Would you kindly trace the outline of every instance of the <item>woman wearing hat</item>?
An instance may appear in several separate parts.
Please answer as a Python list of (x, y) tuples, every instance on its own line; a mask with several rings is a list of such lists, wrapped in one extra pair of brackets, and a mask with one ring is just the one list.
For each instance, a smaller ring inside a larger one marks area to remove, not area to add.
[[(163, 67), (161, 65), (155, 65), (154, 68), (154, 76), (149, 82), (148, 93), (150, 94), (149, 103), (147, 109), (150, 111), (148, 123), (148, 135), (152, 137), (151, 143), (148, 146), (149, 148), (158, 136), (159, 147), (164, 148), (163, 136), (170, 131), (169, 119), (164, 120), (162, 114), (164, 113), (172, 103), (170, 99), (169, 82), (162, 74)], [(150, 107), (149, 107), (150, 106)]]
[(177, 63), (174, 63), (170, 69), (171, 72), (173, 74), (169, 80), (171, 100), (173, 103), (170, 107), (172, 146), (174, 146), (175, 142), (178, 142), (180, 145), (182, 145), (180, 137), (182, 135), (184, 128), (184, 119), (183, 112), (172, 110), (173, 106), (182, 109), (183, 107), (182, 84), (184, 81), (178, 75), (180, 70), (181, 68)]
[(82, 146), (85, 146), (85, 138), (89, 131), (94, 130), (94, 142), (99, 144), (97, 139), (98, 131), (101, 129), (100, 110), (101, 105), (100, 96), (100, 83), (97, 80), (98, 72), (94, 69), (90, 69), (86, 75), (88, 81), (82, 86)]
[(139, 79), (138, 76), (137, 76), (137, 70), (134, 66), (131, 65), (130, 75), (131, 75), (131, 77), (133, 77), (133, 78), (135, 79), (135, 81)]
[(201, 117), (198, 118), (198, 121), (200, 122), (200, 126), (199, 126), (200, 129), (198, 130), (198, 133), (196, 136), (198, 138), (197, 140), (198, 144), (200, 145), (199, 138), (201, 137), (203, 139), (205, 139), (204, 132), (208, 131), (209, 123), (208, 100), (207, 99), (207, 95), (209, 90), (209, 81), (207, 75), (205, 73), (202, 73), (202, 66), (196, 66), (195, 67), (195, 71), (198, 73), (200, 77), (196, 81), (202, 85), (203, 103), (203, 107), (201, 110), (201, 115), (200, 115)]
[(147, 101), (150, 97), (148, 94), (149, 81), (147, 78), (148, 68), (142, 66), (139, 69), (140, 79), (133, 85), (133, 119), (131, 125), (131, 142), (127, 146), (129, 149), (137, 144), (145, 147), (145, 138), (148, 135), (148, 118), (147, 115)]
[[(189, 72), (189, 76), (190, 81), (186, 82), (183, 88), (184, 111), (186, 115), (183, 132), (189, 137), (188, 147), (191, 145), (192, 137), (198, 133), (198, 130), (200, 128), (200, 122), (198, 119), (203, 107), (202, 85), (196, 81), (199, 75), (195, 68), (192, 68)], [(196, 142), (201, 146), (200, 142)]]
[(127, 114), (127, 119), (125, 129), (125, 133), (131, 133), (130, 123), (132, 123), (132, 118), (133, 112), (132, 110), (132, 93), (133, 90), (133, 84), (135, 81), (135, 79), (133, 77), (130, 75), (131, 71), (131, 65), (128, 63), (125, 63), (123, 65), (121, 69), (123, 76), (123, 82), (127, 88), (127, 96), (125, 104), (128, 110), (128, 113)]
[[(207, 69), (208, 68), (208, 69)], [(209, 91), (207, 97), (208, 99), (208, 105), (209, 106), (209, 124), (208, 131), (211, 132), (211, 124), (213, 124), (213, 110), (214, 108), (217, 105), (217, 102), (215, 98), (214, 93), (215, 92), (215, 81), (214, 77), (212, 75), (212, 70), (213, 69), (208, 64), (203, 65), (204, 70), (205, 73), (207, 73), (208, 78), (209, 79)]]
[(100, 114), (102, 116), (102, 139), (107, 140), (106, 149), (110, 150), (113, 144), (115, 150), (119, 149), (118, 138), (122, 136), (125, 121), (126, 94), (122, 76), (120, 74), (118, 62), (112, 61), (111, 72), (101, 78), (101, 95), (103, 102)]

________________________

TASK PROMPT:
Reproduce each of the items above word for word, keeping every line intact.

OUTPUT OF THE EXERCISE:
Would you kindly trace the outline of every instance of the <item>woman wearing hat</item>?
An instance may appear in several separate parts.
Please answer as a Python list of (x, y) tuples, every instance on its own line; a mask with several rings is a list of such lists, wrapped in one extra pair of brackets, and a mask with one ring is just the one list.
For each instance, a smaller ring inside a larger one marks area to remove, not area to add.
[[(163, 67), (161, 65), (155, 65), (154, 68), (154, 76), (149, 82), (148, 93), (150, 94), (149, 103), (147, 109), (150, 111), (148, 123), (148, 135), (152, 137), (151, 143), (148, 146), (149, 148), (158, 136), (159, 147), (164, 148), (163, 136), (170, 131), (169, 119), (164, 120), (162, 114), (164, 113), (172, 103), (170, 99), (169, 82), (162, 74)], [(150, 107), (149, 107), (150, 106)]]
[(177, 63), (174, 63), (170, 69), (171, 72), (173, 74), (169, 80), (171, 100), (173, 103), (170, 107), (172, 146), (174, 146), (175, 142), (178, 142), (180, 145), (182, 145), (180, 137), (182, 135), (184, 128), (184, 119), (183, 112), (172, 110), (173, 106), (182, 109), (183, 107), (182, 84), (184, 81), (178, 75), (180, 70), (181, 68)]
[(82, 146), (85, 146), (85, 138), (89, 131), (94, 130), (94, 142), (99, 144), (97, 139), (98, 131), (101, 129), (100, 110), (101, 105), (100, 96), (100, 83), (97, 80), (98, 72), (94, 69), (90, 69), (86, 75), (88, 81), (82, 86)]
[(139, 79), (138, 76), (137, 76), (137, 70), (134, 66), (131, 65), (130, 75), (131, 75), (131, 77), (133, 77), (133, 78), (135, 79), (135, 81)]
[(201, 117), (198, 118), (198, 121), (200, 122), (200, 126), (199, 126), (200, 129), (198, 130), (198, 133), (196, 136), (198, 138), (197, 140), (198, 144), (200, 145), (199, 138), (201, 137), (203, 139), (205, 139), (204, 132), (208, 131), (209, 123), (208, 100), (207, 99), (207, 95), (209, 90), (209, 81), (207, 75), (205, 73), (202, 73), (202, 66), (196, 66), (195, 67), (195, 71), (198, 73), (200, 77), (196, 81), (202, 85), (203, 103), (203, 107), (201, 110), (201, 115), (200, 115)]
[(147, 101), (150, 97), (148, 94), (149, 81), (147, 78), (148, 68), (142, 66), (139, 69), (140, 79), (133, 85), (133, 119), (131, 125), (131, 142), (127, 146), (129, 149), (137, 144), (145, 147), (145, 138), (148, 135), (148, 118), (147, 115)]
[[(189, 72), (189, 76), (190, 81), (186, 82), (183, 88), (184, 111), (186, 115), (183, 132), (189, 137), (188, 147), (191, 145), (192, 137), (198, 133), (198, 130), (200, 128), (200, 122), (198, 119), (203, 107), (202, 85), (196, 81), (199, 75), (195, 68), (192, 68)], [(196, 142), (201, 146), (200, 142)]]
[(127, 114), (127, 119), (125, 129), (125, 133), (131, 133), (130, 123), (132, 123), (132, 118), (133, 112), (132, 110), (132, 93), (133, 90), (133, 84), (135, 81), (135, 79), (133, 77), (130, 75), (131, 71), (131, 65), (128, 63), (125, 63), (123, 65), (121, 69), (123, 76), (123, 82), (127, 88), (127, 96), (125, 104), (128, 110), (128, 113)]
[[(207, 69), (208, 68), (208, 69)], [(209, 91), (207, 97), (208, 99), (208, 105), (209, 106), (209, 124), (208, 131), (211, 132), (211, 124), (213, 124), (213, 110), (214, 108), (217, 105), (217, 102), (215, 98), (214, 93), (215, 92), (215, 81), (214, 77), (212, 75), (212, 70), (213, 69), (208, 64), (203, 65), (204, 70), (205, 73), (207, 73), (208, 78), (209, 79)]]
[(100, 114), (102, 116), (102, 139), (107, 140), (106, 149), (110, 150), (113, 144), (115, 150), (119, 149), (118, 138), (122, 136), (125, 121), (126, 94), (122, 76), (120, 74), (118, 62), (112, 61), (111, 72), (101, 78), (101, 95), (103, 102)]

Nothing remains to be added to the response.